=== Section Start ===
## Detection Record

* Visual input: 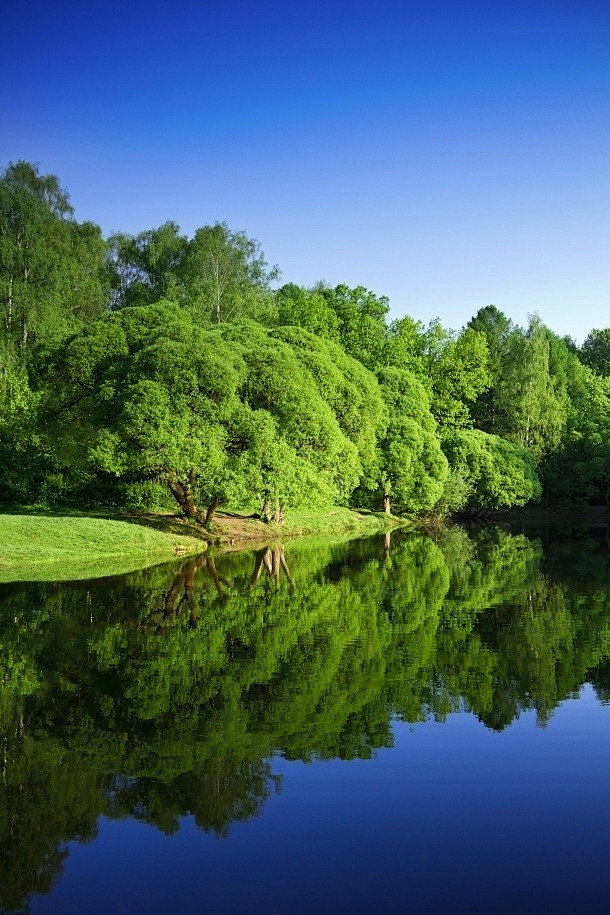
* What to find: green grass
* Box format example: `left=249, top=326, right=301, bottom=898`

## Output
left=0, top=506, right=407, bottom=583
left=278, top=507, right=407, bottom=537
left=0, top=512, right=207, bottom=582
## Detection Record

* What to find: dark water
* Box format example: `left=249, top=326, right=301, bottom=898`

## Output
left=1, top=525, right=610, bottom=914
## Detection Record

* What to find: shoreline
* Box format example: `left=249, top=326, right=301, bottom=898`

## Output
left=0, top=508, right=406, bottom=583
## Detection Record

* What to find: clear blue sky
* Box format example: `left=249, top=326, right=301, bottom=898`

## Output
left=2, top=0, right=609, bottom=340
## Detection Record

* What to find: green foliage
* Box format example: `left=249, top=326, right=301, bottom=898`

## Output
left=271, top=325, right=387, bottom=490
left=467, top=305, right=514, bottom=430
left=375, top=367, right=448, bottom=513
left=315, top=283, right=390, bottom=371
left=108, top=220, right=279, bottom=324
left=430, top=325, right=490, bottom=429
left=275, top=283, right=341, bottom=340
left=0, top=161, right=107, bottom=362
left=579, top=327, right=610, bottom=377
left=107, top=221, right=189, bottom=309
left=383, top=315, right=427, bottom=376
left=493, top=318, right=568, bottom=461
left=38, top=305, right=388, bottom=519
left=2, top=159, right=608, bottom=517
left=541, top=366, right=610, bottom=507
left=441, top=429, right=542, bottom=510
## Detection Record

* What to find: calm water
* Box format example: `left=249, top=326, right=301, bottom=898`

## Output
left=1, top=525, right=610, bottom=913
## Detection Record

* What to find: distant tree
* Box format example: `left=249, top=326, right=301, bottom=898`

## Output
left=542, top=366, right=610, bottom=507
left=275, top=283, right=341, bottom=340
left=494, top=317, right=567, bottom=461
left=316, top=283, right=390, bottom=371
left=108, top=220, right=279, bottom=326
left=415, top=320, right=490, bottom=430
left=467, top=305, right=514, bottom=430
left=0, top=161, right=107, bottom=359
left=107, top=221, right=189, bottom=309
left=579, top=328, right=610, bottom=377
left=186, top=222, right=279, bottom=325
left=383, top=315, right=427, bottom=377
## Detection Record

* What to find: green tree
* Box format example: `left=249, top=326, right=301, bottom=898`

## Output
left=467, top=305, right=514, bottom=430
left=375, top=367, right=448, bottom=514
left=186, top=222, right=279, bottom=324
left=0, top=161, right=107, bottom=360
left=107, top=221, right=189, bottom=309
left=440, top=428, right=542, bottom=512
left=0, top=162, right=108, bottom=505
left=383, top=315, right=427, bottom=377
left=494, top=317, right=567, bottom=461
left=383, top=315, right=490, bottom=432
left=317, top=283, right=390, bottom=371
left=579, top=328, right=610, bottom=377
left=38, top=305, right=384, bottom=521
left=542, top=365, right=610, bottom=507
left=108, top=220, right=279, bottom=326
left=275, top=283, right=341, bottom=340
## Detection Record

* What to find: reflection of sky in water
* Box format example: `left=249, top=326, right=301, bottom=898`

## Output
left=38, top=687, right=610, bottom=915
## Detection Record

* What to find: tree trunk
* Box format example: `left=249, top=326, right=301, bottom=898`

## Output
left=6, top=275, right=13, bottom=335
left=166, top=470, right=209, bottom=528
left=383, top=494, right=391, bottom=514
left=205, top=496, right=221, bottom=528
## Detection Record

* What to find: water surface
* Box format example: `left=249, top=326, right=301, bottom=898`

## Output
left=1, top=526, right=610, bottom=913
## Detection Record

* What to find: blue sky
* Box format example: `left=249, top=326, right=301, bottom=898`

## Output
left=2, top=0, right=609, bottom=340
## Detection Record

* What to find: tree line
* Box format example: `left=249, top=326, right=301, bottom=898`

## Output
left=2, top=160, right=610, bottom=520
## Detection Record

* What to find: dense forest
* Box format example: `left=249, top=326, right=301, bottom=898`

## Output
left=2, top=160, right=610, bottom=521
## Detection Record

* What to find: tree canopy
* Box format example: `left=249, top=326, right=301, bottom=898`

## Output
left=6, top=159, right=610, bottom=518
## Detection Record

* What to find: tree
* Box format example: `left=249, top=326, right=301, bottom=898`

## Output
left=440, top=428, right=542, bottom=511
left=396, top=319, right=491, bottom=431
left=271, top=325, right=387, bottom=495
left=0, top=162, right=108, bottom=505
left=579, top=328, right=610, bottom=377
left=107, top=221, right=188, bottom=310
left=275, top=283, right=341, bottom=340
left=186, top=222, right=279, bottom=325
left=37, top=302, right=249, bottom=525
left=467, top=305, right=514, bottom=430
left=316, top=283, right=390, bottom=371
left=38, top=305, right=385, bottom=522
left=375, top=367, right=448, bottom=514
left=217, top=320, right=378, bottom=511
left=494, top=317, right=567, bottom=462
left=425, top=324, right=490, bottom=429
left=108, top=220, right=279, bottom=326
left=0, top=161, right=107, bottom=360
left=541, top=365, right=610, bottom=507
left=383, top=315, right=427, bottom=377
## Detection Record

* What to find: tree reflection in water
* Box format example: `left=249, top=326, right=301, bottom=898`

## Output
left=2, top=525, right=610, bottom=910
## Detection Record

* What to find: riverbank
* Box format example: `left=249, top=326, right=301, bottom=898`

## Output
left=0, top=507, right=404, bottom=582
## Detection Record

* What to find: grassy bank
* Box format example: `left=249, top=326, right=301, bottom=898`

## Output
left=213, top=506, right=405, bottom=542
left=0, top=507, right=404, bottom=582
left=0, top=512, right=208, bottom=582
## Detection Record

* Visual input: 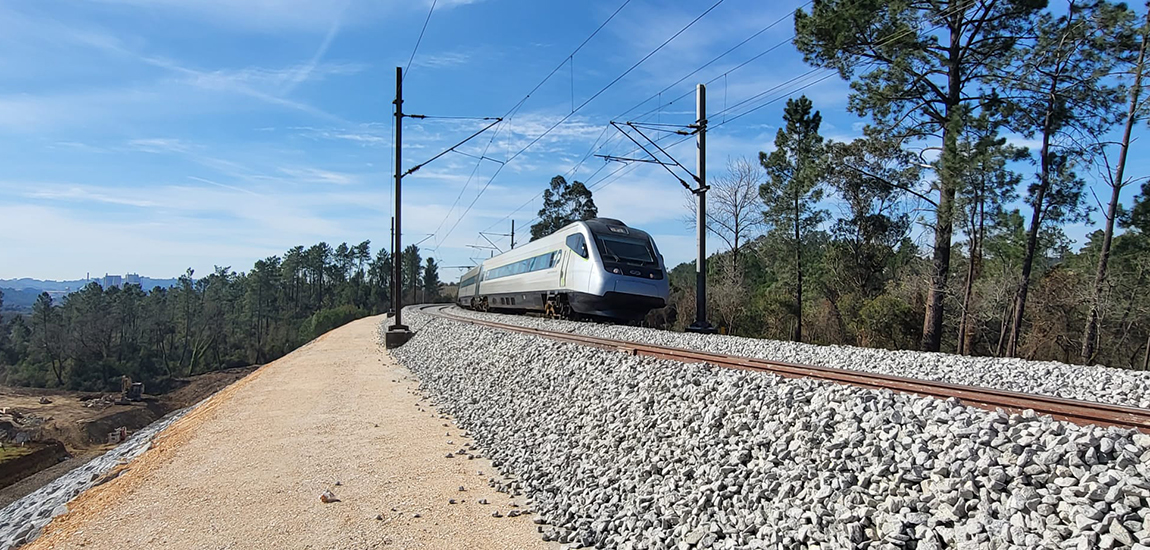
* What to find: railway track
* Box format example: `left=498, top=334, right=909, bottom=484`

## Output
left=418, top=304, right=1150, bottom=432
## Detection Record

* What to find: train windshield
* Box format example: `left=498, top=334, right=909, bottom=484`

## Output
left=594, top=234, right=655, bottom=264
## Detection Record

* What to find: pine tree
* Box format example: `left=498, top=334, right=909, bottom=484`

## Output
left=422, top=258, right=441, bottom=303
left=760, top=96, right=827, bottom=342
left=1083, top=5, right=1148, bottom=362
left=794, top=0, right=1044, bottom=351
left=955, top=107, right=1026, bottom=355
left=998, top=0, right=1126, bottom=357
left=402, top=245, right=422, bottom=303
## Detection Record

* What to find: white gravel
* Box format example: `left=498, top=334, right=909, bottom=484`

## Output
left=394, top=307, right=1150, bottom=549
left=447, top=307, right=1150, bottom=410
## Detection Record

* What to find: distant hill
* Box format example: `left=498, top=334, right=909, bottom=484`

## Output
left=0, top=277, right=180, bottom=312
left=0, top=277, right=179, bottom=292
left=0, top=287, right=41, bottom=312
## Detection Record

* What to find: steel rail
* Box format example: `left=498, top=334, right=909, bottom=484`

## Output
left=417, top=305, right=1150, bottom=432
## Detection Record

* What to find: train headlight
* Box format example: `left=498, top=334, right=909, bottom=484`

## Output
left=612, top=268, right=621, bottom=274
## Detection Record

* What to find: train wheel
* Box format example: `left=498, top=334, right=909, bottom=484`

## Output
left=543, top=302, right=557, bottom=318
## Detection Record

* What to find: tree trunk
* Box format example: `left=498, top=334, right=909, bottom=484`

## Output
left=1143, top=330, right=1150, bottom=370
left=1008, top=59, right=1064, bottom=357
left=1113, top=266, right=1145, bottom=360
left=921, top=16, right=964, bottom=352
left=794, top=186, right=803, bottom=342
left=957, top=240, right=980, bottom=355
left=1082, top=29, right=1145, bottom=363
left=996, top=300, right=1014, bottom=357
left=957, top=176, right=986, bottom=355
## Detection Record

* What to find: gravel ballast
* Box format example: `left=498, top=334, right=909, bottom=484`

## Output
left=392, top=307, right=1150, bottom=549
left=448, top=308, right=1150, bottom=409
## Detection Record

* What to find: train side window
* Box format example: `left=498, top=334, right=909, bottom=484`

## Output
left=566, top=234, right=588, bottom=258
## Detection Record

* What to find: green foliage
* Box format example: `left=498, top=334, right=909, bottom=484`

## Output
left=856, top=295, right=920, bottom=350
left=530, top=175, right=598, bottom=240
left=1131, top=182, right=1150, bottom=234
left=305, top=305, right=369, bottom=341
left=0, top=239, right=400, bottom=391
left=822, top=135, right=918, bottom=298
left=402, top=244, right=422, bottom=303
left=422, top=257, right=442, bottom=302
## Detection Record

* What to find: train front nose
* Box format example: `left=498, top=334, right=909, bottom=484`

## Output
left=614, top=278, right=663, bottom=299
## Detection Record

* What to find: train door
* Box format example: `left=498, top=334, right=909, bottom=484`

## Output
left=559, top=248, right=571, bottom=288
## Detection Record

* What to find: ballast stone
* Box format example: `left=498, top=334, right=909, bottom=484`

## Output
left=388, top=308, right=1150, bottom=549
left=450, top=307, right=1150, bottom=409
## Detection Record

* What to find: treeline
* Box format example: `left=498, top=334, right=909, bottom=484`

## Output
left=647, top=0, right=1150, bottom=369
left=0, top=241, right=447, bottom=391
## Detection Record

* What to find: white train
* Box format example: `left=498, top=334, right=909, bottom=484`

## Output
left=457, top=218, right=669, bottom=320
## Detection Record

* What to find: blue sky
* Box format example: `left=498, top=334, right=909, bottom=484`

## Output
left=0, top=0, right=1141, bottom=281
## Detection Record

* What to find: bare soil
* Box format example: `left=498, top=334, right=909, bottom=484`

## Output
left=0, top=367, right=256, bottom=508
left=26, top=316, right=555, bottom=549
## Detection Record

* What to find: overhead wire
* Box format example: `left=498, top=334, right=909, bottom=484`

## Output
left=405, top=0, right=438, bottom=78
left=590, top=0, right=976, bottom=191
left=443, top=0, right=728, bottom=243
left=464, top=0, right=972, bottom=250
left=615, top=1, right=812, bottom=122
left=424, top=0, right=634, bottom=246
left=488, top=0, right=815, bottom=232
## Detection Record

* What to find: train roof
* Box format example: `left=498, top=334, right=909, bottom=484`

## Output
left=581, top=218, right=651, bottom=239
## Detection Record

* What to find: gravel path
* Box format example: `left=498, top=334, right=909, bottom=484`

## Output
left=22, top=315, right=551, bottom=550
left=447, top=307, right=1150, bottom=409
left=396, top=307, right=1150, bottom=549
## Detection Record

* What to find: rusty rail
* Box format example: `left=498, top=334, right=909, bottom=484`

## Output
left=418, top=305, right=1150, bottom=432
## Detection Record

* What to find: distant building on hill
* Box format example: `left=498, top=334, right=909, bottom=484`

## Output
left=101, top=274, right=123, bottom=289
left=125, top=273, right=141, bottom=286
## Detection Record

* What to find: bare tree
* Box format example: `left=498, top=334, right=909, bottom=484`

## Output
left=710, top=256, right=748, bottom=334
left=683, top=157, right=766, bottom=272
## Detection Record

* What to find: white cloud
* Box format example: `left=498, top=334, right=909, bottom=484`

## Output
left=294, top=127, right=389, bottom=146
left=594, top=174, right=692, bottom=226
left=127, top=138, right=195, bottom=154
left=413, top=51, right=472, bottom=69
left=86, top=0, right=355, bottom=33
left=23, top=185, right=159, bottom=208
left=278, top=167, right=360, bottom=185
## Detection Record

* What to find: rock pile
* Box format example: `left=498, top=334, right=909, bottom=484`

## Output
left=392, top=308, right=1150, bottom=549
left=450, top=308, right=1150, bottom=409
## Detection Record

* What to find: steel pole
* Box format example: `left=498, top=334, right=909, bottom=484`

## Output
left=386, top=67, right=413, bottom=347
left=389, top=216, right=395, bottom=314
left=687, top=83, right=715, bottom=334
left=393, top=66, right=404, bottom=327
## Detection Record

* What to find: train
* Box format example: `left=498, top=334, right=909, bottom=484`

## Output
left=456, top=218, right=670, bottom=320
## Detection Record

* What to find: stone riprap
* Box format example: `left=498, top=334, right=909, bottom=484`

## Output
left=0, top=405, right=197, bottom=550
left=392, top=307, right=1150, bottom=549
left=448, top=308, right=1150, bottom=410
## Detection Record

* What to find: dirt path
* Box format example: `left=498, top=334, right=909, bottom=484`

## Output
left=26, top=315, right=554, bottom=549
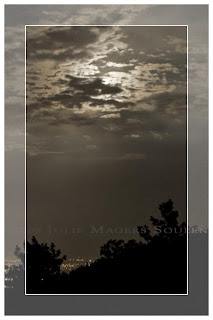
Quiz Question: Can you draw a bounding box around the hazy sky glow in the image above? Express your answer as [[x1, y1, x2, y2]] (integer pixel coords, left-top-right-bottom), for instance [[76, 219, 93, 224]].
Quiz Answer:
[[26, 26, 187, 258]]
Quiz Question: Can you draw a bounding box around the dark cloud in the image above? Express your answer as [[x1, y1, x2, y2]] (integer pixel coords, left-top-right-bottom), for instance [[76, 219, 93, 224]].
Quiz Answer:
[[28, 76, 123, 111], [27, 26, 101, 61], [90, 98, 134, 108], [65, 75, 122, 95]]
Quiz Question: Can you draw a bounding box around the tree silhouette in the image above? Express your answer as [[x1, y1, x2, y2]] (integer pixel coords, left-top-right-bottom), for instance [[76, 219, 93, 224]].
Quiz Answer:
[[26, 236, 66, 293], [138, 199, 186, 241], [14, 243, 25, 264], [100, 239, 125, 259], [65, 199, 186, 294], [23, 199, 187, 294]]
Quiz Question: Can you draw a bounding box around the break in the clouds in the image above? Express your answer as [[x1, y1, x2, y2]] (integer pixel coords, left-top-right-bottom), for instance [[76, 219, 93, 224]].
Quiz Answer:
[[26, 26, 186, 159]]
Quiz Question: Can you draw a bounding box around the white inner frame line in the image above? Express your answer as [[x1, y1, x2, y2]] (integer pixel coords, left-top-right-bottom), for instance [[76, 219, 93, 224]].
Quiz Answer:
[[24, 24, 189, 296]]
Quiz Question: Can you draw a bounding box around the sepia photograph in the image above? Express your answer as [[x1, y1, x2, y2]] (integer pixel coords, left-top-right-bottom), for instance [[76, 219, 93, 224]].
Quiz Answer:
[[4, 4, 208, 315], [25, 25, 187, 294]]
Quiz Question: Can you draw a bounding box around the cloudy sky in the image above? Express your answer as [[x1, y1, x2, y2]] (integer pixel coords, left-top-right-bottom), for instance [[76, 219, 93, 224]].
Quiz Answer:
[[5, 4, 208, 261], [26, 25, 187, 258]]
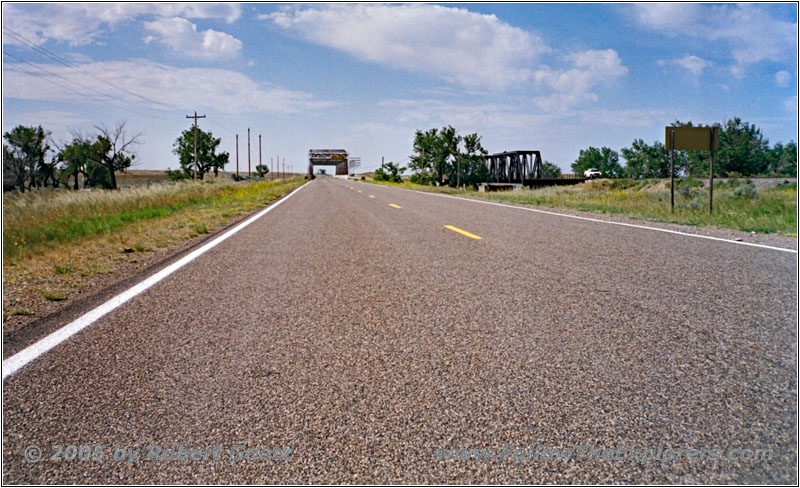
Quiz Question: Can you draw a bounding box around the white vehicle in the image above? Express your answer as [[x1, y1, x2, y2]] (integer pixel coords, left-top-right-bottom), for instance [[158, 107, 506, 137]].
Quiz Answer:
[[584, 168, 602, 179]]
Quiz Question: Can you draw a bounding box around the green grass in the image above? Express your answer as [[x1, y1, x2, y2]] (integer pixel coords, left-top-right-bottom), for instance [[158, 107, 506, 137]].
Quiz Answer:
[[366, 178, 797, 236], [3, 177, 306, 260]]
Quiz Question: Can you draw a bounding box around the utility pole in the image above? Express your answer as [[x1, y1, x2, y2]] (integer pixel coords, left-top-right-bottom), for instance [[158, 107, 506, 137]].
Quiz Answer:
[[258, 134, 262, 174], [235, 134, 239, 176], [282, 158, 285, 178], [247, 128, 251, 176], [185, 111, 206, 180], [270, 157, 274, 179]]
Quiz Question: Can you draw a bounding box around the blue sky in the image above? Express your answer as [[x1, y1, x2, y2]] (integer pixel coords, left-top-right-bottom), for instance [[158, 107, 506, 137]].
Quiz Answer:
[[2, 2, 797, 173]]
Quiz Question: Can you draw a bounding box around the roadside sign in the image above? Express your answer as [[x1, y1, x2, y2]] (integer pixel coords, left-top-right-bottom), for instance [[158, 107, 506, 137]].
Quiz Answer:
[[665, 126, 719, 214], [665, 126, 719, 151]]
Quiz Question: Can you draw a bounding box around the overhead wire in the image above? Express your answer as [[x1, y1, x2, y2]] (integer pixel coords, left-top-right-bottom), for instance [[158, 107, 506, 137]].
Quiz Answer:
[[2, 51, 177, 122], [4, 27, 181, 112]]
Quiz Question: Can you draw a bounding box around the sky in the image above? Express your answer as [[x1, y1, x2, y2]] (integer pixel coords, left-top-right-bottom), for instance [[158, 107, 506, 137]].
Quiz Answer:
[[2, 2, 798, 174]]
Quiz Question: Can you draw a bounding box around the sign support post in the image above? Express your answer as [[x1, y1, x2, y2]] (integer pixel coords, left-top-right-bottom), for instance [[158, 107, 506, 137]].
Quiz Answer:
[[670, 130, 675, 213], [709, 129, 715, 214]]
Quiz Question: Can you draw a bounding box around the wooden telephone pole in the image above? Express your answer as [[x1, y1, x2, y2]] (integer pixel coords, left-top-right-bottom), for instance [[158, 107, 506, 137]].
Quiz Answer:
[[247, 128, 251, 176], [185, 111, 206, 180], [235, 134, 239, 176]]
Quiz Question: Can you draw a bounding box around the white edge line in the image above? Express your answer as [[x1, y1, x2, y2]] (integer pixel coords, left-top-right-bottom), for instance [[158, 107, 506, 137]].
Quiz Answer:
[[351, 181, 797, 254], [2, 182, 309, 380]]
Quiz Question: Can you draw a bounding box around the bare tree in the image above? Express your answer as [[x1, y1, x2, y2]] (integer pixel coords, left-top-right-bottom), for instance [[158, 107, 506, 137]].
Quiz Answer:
[[95, 121, 142, 189]]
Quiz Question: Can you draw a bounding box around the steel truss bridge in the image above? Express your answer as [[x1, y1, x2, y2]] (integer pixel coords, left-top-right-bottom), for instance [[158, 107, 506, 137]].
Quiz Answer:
[[483, 150, 584, 188]]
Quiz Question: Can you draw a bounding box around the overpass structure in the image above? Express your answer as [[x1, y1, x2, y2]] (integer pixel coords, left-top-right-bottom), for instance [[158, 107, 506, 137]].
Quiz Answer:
[[309, 149, 349, 177]]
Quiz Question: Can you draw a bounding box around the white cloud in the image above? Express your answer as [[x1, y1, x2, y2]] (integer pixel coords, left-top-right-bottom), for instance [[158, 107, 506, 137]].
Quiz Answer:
[[784, 96, 798, 113], [143, 17, 242, 60], [775, 70, 791, 87], [579, 108, 672, 128], [379, 98, 547, 129], [263, 4, 550, 90], [1, 3, 241, 46], [630, 4, 797, 76], [673, 55, 711, 76], [530, 49, 628, 112], [2, 60, 334, 114], [1, 110, 92, 135]]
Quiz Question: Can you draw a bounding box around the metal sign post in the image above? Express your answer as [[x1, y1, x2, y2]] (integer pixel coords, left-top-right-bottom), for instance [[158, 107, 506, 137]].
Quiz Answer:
[[709, 129, 715, 214], [670, 130, 675, 213]]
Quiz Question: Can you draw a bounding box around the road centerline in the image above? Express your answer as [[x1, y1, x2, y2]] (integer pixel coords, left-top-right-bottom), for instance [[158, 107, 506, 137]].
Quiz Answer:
[[351, 182, 796, 254], [444, 225, 482, 240], [388, 203, 402, 208]]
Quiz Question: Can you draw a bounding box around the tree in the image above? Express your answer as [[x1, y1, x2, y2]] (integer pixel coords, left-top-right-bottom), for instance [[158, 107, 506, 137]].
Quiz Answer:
[[95, 121, 140, 189], [410, 127, 490, 187], [3, 125, 50, 193], [571, 146, 623, 177], [374, 161, 405, 183], [620, 139, 688, 178], [767, 142, 797, 176], [438, 125, 460, 185], [672, 118, 773, 177], [716, 117, 769, 176], [541, 160, 562, 178], [456, 132, 489, 187], [172, 126, 229, 180], [409, 128, 438, 185], [255, 164, 269, 177], [57, 136, 113, 189]]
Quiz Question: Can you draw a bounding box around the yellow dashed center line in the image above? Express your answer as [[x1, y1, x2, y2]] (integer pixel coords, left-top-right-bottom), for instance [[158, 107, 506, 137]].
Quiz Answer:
[[358, 190, 362, 193], [369, 195, 375, 198], [444, 225, 482, 240], [388, 204, 402, 209]]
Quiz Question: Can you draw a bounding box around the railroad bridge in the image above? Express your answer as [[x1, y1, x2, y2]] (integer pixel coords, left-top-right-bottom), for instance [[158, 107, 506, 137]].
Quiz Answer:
[[483, 150, 584, 188]]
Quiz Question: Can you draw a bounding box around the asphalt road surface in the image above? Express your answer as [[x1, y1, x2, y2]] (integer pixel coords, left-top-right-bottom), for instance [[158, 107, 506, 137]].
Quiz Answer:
[[3, 177, 797, 484]]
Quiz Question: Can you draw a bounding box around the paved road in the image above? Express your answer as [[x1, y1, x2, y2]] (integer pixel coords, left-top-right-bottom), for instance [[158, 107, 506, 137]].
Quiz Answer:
[[3, 177, 797, 483]]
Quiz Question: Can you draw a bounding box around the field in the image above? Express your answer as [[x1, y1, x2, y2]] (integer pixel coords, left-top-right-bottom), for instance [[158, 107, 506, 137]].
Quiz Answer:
[[367, 177, 797, 236], [3, 174, 305, 330]]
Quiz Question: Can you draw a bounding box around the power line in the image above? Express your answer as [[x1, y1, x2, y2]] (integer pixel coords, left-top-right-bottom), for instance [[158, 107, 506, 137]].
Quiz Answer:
[[2, 51, 176, 122], [4, 27, 180, 112]]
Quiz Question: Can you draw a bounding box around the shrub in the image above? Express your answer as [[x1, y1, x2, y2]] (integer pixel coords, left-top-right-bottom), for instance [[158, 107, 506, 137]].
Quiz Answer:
[[732, 182, 758, 199]]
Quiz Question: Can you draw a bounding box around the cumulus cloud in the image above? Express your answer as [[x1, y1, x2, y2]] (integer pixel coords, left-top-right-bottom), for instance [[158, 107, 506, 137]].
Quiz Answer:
[[2, 60, 334, 114], [530, 49, 628, 112], [673, 55, 711, 76], [143, 17, 242, 60], [775, 70, 791, 87], [630, 3, 796, 77], [1, 3, 241, 46], [262, 4, 550, 90]]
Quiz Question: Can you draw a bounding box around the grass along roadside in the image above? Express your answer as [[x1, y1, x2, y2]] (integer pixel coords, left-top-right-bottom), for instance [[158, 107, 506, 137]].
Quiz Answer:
[[3, 177, 305, 328], [365, 177, 797, 236]]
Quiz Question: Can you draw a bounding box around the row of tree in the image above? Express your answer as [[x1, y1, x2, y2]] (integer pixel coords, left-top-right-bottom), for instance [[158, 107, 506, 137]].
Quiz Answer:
[[571, 118, 797, 178], [407, 126, 490, 187], [3, 122, 139, 192], [3, 122, 233, 192]]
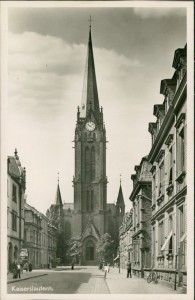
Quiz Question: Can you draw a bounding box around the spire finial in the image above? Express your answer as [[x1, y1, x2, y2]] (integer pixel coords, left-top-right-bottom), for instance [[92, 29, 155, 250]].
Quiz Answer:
[[57, 172, 59, 184], [88, 16, 93, 29], [120, 174, 122, 185]]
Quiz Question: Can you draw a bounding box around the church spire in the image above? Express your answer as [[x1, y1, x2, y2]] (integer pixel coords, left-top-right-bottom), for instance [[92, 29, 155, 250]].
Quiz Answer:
[[80, 18, 100, 118], [116, 176, 125, 208], [55, 173, 62, 206]]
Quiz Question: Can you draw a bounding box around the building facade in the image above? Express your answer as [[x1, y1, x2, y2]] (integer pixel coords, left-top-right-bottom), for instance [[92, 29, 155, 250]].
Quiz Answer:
[[119, 210, 133, 269], [130, 156, 152, 277], [24, 203, 42, 268], [7, 150, 26, 272], [24, 202, 57, 268], [148, 45, 187, 291]]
=== Section End ===
→ **Required action**:
Beginning at the line with "find: train headlight" and stopping after the line with "find: gravel ballast", please write out every line of the data above exactly and nothing else.

→ **Exercise solution**:
* What to find: train headlight
* Box format example: `left=498, top=334, right=909, bottom=484`

## Output
left=612, top=268, right=621, bottom=274
## Detection Record

* What to find: train wheel
* Box format example: `left=498, top=334, right=909, bottom=484`

## Output
left=543, top=302, right=557, bottom=318
## Detection Record

* What to find: tree trunk
* Box format example: `left=498, top=334, right=909, bottom=484`

## Output
left=1143, top=330, right=1150, bottom=370
left=1008, top=59, right=1064, bottom=357
left=1113, top=266, right=1145, bottom=360
left=921, top=16, right=964, bottom=352
left=794, top=186, right=803, bottom=342
left=957, top=240, right=980, bottom=355
left=1082, top=29, right=1145, bottom=363
left=996, top=300, right=1014, bottom=357
left=957, top=176, right=986, bottom=355
## Detection Record

* What to find: gravel ballast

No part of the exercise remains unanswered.